Record extracts:
========================

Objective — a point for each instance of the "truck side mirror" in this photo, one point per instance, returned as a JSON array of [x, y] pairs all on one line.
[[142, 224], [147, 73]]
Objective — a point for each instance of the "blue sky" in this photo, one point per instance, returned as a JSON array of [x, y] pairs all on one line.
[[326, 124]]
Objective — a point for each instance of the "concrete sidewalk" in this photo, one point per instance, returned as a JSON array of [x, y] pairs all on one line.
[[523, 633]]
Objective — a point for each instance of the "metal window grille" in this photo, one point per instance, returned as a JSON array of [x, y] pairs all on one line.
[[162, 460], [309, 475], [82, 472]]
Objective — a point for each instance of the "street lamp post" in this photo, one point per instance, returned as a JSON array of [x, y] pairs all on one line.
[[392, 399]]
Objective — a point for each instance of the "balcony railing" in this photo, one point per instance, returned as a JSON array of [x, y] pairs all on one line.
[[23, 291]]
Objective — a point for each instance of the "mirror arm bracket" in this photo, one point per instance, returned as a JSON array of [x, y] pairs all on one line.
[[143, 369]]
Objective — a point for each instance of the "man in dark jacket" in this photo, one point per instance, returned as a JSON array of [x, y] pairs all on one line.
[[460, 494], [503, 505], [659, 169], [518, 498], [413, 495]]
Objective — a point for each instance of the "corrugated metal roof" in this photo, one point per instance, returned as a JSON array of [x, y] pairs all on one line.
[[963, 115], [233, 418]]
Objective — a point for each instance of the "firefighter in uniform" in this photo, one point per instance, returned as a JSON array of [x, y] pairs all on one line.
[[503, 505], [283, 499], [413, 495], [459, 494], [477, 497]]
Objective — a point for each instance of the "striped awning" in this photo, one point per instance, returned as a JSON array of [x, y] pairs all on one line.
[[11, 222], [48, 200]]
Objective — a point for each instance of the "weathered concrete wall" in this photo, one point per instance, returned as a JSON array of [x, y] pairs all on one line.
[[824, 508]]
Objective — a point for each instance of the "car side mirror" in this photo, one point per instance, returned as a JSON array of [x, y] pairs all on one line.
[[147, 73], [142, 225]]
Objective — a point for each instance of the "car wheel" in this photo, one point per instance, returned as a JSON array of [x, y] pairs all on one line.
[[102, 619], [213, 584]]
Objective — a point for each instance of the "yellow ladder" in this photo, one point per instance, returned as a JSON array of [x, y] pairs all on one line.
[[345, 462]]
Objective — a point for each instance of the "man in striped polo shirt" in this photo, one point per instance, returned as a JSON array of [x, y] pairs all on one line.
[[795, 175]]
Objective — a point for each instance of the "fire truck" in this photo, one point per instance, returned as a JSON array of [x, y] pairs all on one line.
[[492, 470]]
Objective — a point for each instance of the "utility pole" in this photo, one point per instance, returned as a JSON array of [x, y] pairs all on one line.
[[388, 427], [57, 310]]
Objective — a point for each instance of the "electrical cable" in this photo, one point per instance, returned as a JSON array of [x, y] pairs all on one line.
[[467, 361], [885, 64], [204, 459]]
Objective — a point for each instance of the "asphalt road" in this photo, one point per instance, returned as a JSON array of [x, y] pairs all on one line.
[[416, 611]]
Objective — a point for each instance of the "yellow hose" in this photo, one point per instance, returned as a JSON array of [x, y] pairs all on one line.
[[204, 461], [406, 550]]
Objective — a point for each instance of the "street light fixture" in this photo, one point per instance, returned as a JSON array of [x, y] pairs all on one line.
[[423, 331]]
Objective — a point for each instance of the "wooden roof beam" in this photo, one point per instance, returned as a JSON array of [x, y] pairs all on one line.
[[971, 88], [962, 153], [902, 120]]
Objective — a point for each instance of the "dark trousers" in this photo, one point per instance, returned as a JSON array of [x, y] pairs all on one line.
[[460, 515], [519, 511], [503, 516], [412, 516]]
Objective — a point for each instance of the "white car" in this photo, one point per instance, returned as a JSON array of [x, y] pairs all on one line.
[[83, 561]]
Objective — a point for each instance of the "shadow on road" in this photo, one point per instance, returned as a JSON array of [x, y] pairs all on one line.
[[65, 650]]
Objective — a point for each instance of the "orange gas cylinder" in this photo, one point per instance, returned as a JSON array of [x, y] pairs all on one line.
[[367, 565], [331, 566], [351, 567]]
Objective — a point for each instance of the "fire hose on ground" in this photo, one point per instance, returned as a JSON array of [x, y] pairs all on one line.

========================

Work to be completed:
Please find every line in the data above that contains the word "metal" and copy each one out in full. Match case exactly.

Full solution:
Objective — a point for each instance of the "metal window grille" in this photo, one point per instance, returned as a JSON array of [x, y] pairs all on one line.
Objective — a point for each instance of the "corrugated metal roof" in this photo, one point per instance, returned as a JSON array of [x, y] pairs all on one line.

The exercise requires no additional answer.